Give the count of lines in the data that include the string "batting", with no added remarks.
[[ SUPPLIED INFORMATION, beginning ]]
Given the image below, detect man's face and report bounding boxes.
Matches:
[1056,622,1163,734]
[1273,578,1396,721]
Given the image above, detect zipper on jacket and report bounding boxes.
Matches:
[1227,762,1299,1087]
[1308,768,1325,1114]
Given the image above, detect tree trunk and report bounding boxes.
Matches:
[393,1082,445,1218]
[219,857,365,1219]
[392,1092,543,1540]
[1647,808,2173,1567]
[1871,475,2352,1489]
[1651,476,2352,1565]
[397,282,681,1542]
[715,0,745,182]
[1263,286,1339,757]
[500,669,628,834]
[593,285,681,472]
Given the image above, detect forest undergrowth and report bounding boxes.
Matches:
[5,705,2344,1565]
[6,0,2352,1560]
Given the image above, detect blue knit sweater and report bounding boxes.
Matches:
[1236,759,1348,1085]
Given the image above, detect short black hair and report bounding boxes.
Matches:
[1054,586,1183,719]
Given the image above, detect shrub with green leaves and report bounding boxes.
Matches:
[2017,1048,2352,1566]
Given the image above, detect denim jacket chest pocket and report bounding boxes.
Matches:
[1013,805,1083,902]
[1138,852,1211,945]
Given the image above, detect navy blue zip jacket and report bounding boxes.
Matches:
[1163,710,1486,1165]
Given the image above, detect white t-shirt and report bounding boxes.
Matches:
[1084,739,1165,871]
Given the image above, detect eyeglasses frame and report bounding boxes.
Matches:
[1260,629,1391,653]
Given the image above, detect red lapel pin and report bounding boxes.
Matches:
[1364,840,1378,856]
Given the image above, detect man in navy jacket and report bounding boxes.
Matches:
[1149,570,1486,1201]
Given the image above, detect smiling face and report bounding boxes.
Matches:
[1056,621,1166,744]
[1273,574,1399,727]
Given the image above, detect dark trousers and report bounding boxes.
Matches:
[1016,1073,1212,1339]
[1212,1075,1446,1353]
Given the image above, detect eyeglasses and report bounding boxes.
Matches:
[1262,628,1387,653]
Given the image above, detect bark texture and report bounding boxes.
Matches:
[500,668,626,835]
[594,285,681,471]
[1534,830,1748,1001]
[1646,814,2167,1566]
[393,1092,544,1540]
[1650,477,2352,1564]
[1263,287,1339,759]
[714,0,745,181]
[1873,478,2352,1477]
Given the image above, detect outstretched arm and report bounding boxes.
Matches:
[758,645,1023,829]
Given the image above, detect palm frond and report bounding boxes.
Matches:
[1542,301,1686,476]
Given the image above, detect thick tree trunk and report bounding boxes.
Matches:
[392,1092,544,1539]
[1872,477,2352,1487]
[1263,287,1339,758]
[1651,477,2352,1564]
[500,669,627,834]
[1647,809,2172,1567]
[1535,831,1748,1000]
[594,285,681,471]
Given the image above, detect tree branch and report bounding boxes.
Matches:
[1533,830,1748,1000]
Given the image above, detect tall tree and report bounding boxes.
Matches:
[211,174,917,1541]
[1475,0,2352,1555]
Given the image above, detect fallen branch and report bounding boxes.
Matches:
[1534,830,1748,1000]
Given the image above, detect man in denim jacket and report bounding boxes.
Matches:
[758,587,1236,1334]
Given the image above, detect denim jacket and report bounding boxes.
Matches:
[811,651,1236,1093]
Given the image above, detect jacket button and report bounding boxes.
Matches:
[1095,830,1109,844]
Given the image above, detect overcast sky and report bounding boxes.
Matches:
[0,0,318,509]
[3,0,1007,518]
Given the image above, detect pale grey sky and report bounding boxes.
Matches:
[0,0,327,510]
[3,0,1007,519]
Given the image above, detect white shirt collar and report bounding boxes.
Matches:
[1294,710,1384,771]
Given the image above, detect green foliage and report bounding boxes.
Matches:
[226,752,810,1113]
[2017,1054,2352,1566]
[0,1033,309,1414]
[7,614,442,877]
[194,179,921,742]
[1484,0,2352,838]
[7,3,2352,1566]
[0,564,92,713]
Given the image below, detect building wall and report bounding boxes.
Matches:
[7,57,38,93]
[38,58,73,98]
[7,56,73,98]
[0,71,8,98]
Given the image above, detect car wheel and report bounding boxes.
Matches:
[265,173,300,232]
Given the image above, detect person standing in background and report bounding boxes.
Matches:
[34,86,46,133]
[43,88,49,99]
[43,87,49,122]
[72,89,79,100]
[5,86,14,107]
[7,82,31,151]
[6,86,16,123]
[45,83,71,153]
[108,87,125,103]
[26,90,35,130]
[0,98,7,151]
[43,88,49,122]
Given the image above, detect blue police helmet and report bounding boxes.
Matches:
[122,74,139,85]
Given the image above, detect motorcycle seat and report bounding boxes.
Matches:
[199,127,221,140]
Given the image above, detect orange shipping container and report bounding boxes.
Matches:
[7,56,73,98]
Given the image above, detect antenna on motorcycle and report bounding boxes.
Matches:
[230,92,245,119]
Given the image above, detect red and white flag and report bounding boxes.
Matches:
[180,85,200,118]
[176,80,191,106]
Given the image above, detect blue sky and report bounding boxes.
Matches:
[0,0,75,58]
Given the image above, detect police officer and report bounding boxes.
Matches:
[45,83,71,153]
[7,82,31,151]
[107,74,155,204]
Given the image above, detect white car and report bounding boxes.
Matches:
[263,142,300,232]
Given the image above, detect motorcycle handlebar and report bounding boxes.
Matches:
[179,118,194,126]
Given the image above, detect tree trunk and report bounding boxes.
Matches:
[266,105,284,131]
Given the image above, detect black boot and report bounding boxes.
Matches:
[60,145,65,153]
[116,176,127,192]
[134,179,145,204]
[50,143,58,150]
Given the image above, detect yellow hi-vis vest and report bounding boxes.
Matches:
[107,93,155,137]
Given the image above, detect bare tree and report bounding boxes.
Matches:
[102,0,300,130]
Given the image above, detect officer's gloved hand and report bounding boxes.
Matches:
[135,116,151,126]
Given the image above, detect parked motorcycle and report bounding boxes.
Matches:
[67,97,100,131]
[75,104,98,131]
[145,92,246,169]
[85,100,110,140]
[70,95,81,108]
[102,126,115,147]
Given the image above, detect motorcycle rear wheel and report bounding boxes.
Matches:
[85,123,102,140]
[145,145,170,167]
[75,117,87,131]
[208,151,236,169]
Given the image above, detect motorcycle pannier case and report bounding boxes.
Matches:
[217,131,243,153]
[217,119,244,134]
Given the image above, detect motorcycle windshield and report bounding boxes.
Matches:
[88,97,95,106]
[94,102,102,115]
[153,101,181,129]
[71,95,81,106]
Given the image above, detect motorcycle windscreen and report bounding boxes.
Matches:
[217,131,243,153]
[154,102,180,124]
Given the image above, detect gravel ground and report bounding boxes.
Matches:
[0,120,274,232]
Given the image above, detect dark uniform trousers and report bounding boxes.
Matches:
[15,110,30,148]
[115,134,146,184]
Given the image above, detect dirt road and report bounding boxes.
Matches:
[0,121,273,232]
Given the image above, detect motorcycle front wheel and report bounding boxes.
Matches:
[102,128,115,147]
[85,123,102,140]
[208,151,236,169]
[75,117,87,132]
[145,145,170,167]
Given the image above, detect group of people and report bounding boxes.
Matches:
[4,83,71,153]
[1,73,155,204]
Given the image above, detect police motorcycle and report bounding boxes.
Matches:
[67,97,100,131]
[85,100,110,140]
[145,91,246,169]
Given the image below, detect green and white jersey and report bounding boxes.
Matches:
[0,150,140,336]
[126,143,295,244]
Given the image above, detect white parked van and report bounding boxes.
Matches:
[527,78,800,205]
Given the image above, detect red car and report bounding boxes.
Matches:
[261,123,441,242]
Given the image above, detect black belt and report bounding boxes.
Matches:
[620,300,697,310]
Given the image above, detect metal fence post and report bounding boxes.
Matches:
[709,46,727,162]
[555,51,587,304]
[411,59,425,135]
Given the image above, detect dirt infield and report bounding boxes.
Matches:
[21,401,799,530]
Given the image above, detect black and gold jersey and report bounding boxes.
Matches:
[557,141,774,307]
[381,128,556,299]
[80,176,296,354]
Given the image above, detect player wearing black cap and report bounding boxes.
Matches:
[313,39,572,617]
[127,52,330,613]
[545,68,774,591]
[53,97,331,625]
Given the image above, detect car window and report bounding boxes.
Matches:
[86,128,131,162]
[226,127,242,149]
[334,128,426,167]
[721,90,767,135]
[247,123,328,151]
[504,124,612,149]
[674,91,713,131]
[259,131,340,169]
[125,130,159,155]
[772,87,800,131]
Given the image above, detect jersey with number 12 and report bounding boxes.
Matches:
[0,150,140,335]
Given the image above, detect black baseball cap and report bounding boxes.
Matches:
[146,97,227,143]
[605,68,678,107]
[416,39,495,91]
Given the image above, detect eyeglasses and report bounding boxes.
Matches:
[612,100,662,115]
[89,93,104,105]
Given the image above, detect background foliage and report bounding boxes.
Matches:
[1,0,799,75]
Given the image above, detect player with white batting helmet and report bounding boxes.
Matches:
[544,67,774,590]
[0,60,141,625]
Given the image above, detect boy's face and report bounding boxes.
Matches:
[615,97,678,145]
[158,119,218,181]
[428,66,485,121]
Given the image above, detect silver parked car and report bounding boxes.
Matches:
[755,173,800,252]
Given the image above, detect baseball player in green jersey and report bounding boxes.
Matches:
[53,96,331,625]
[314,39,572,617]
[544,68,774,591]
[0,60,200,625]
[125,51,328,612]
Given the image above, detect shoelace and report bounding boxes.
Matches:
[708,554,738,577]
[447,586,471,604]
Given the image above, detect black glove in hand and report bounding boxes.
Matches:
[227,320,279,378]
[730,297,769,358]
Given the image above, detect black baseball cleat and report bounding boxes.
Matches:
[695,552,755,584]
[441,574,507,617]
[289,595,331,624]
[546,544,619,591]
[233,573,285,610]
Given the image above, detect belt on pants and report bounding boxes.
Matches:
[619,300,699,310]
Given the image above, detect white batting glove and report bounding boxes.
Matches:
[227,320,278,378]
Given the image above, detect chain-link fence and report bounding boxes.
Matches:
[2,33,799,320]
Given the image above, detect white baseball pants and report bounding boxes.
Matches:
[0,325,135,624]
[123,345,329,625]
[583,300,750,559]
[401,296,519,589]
[[ SUPPLIED INFORMATION, end ]]
→ ANSWER FOR THIS EXERCISE: 2